ページ本文:

────────

長野県の特別養護老人ホームで起きた「准看護師ドーナツ窒息死事件」について、第2審で逆転無罪になりましたが、検察が上告を断念し、被告人の無罪が確定したとのこと。
先日もこのコラムで取り上げましたが、まずは改めてお亡くなりになった方のご冥福をお祈り申し上げます。
そして、無罪となった准看護師さん、無念が晴れてよかったと思います。
今回の事件で、施設内で起こった死亡事故について、従業者個人が起訴されて裁判になったことについて、本当に論議を呼びました。
現場経験のある身としては、故意や重過失があったわけでもないのに、個人に対して「刑事責任」が問われたことに、ものすごく違和感を感じました。
日本の起訴有罪率は99%以上とのこと。裏を返せば、検察は裏付け捜査をした上で、確実に有罪となる案件を起訴する、ということですね。

────────

表示データ:
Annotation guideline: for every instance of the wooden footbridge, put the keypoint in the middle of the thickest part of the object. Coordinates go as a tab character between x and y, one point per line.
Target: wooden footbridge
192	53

────────

作業指示:
a) 本文に書かれている事実をもとに、次の問いに答えること。
(i) 事件が起きた特別養護老人ホームは何県にあったか。
(ii) 上告を断念したのはどこか。
(iii) 日本の起訴有罪率はどのくらいとされているか。
b) 本文の「日本の起訴有罪率は」で始まる段落を、主な事実を残したまま一文に縮めてください。

順番どおりの解答:
a)
(i) 長野県
(ii) 検察
(iii) 99%以上

b) 日本の起訴有罪率は99%以上で、検察は裏付け捜査をしたうえで確実に有罪となる案件を起訴しているということだ。